### GIVEN INSTRUCTION
List each row below that contains the string "eyeglasses", copying every such row in full.
(begin)
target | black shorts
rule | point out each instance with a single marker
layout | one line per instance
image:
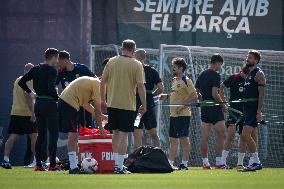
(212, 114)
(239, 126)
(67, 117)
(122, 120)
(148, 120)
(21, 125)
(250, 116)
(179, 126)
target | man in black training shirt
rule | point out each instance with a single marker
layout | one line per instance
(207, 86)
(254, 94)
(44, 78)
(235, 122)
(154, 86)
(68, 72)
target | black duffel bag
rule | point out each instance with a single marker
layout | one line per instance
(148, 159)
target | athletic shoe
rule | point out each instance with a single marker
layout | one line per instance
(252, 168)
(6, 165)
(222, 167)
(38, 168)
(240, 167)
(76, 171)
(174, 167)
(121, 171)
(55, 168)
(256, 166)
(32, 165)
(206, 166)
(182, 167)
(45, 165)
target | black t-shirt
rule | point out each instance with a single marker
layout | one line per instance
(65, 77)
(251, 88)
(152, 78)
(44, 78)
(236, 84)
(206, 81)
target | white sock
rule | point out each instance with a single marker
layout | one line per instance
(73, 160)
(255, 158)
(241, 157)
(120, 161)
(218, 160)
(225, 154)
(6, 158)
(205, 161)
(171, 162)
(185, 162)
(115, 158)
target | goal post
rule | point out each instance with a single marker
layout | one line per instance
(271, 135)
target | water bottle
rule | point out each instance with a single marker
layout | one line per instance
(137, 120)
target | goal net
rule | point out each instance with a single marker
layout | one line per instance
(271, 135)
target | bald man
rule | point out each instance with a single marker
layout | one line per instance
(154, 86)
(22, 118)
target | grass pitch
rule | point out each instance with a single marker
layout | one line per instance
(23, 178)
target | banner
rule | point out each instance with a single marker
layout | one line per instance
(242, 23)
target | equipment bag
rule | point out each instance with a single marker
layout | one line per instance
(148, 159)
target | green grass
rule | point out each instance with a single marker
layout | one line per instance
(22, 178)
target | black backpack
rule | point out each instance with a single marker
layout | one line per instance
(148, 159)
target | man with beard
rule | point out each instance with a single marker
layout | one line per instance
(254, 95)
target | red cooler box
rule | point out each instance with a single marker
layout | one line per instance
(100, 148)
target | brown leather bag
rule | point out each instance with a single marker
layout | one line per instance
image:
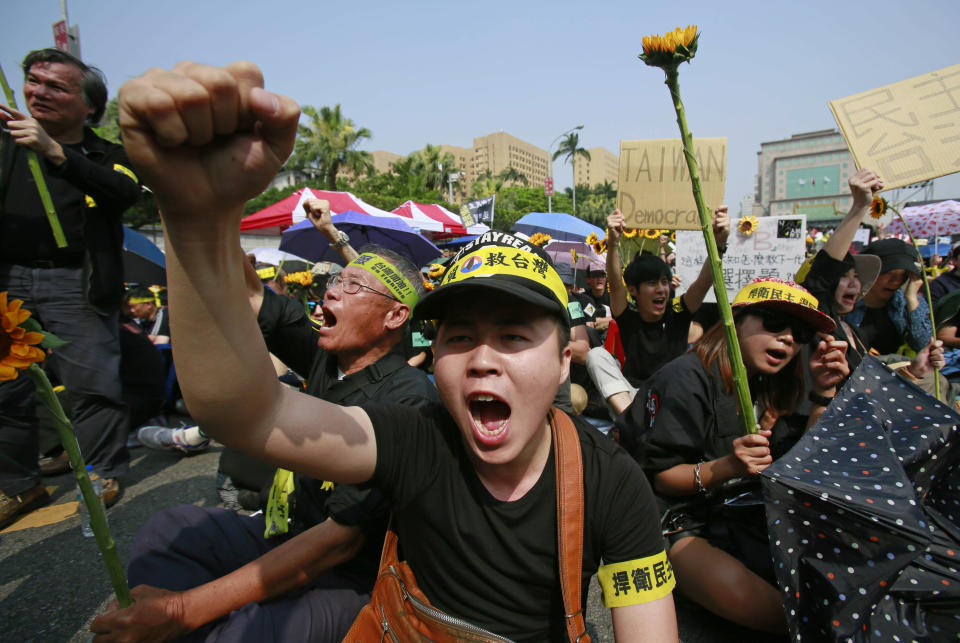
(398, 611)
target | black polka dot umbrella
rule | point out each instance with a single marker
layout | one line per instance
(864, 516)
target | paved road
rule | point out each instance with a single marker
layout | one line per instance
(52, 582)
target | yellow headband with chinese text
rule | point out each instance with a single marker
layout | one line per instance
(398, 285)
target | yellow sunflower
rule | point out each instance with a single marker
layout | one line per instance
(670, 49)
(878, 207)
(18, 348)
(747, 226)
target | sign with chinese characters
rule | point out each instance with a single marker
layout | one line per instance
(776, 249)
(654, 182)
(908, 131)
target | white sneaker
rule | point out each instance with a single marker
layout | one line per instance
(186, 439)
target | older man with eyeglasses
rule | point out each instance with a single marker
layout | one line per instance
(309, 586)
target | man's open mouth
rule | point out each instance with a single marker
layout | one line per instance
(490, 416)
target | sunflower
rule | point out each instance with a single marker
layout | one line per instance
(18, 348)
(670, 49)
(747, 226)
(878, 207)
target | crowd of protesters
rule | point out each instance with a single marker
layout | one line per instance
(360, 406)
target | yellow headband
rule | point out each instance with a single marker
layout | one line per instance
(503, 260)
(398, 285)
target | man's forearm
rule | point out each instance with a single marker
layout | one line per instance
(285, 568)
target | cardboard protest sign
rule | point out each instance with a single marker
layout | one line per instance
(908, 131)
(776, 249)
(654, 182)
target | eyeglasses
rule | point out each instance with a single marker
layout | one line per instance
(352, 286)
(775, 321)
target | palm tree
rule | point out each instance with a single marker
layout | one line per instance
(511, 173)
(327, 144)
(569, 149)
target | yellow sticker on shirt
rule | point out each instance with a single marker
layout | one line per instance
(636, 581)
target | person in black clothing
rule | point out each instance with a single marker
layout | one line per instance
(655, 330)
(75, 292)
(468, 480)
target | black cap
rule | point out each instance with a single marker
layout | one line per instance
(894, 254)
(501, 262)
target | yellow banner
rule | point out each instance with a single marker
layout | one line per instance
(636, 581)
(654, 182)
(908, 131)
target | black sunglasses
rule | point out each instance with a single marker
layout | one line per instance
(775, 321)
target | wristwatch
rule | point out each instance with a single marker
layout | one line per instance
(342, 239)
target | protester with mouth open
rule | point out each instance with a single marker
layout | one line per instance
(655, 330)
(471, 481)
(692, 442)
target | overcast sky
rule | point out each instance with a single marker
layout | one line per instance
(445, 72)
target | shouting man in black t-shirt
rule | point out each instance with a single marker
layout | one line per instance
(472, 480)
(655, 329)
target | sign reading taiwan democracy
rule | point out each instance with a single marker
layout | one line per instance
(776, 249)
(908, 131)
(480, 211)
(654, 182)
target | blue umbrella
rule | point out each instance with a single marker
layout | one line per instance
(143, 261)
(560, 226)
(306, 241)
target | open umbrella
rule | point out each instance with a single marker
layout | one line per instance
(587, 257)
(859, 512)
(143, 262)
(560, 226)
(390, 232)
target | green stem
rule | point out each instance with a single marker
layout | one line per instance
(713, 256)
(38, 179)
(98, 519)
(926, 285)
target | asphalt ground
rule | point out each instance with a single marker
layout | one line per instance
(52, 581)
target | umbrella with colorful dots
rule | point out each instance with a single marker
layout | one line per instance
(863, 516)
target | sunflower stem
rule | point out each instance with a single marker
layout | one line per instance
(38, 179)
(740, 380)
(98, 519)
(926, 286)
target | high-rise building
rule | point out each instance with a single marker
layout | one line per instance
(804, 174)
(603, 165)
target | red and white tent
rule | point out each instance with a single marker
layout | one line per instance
(end)
(begin)
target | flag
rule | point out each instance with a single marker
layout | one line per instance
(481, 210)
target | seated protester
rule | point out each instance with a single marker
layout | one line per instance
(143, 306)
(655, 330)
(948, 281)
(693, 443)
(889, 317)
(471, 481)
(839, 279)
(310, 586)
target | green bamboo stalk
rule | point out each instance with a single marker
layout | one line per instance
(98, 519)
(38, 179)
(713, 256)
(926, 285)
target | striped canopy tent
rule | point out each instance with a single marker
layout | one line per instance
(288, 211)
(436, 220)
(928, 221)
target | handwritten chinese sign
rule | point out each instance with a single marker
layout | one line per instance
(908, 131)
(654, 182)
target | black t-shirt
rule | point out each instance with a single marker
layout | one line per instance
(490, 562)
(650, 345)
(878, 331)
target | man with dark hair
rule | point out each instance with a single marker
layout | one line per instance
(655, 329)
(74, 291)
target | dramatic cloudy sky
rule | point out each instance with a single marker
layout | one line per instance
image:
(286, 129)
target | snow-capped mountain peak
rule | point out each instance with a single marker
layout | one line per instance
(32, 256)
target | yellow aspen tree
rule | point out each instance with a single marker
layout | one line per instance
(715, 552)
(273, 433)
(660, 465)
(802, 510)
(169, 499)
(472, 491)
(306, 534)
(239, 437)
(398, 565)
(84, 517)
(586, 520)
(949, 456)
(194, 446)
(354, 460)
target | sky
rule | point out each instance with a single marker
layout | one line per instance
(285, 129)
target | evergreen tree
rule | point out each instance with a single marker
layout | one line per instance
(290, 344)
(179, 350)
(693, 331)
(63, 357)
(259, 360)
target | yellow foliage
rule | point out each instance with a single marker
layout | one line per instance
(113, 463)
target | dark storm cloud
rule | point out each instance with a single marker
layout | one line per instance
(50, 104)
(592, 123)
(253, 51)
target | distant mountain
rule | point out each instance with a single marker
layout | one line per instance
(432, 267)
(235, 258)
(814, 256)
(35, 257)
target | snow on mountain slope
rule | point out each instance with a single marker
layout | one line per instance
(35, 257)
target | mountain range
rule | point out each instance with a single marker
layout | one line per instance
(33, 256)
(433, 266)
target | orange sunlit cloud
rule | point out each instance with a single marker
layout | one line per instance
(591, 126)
(end)
### RESULT FOR THIS EXERCISE
target | older man with eyeglasses
target | eyeglasses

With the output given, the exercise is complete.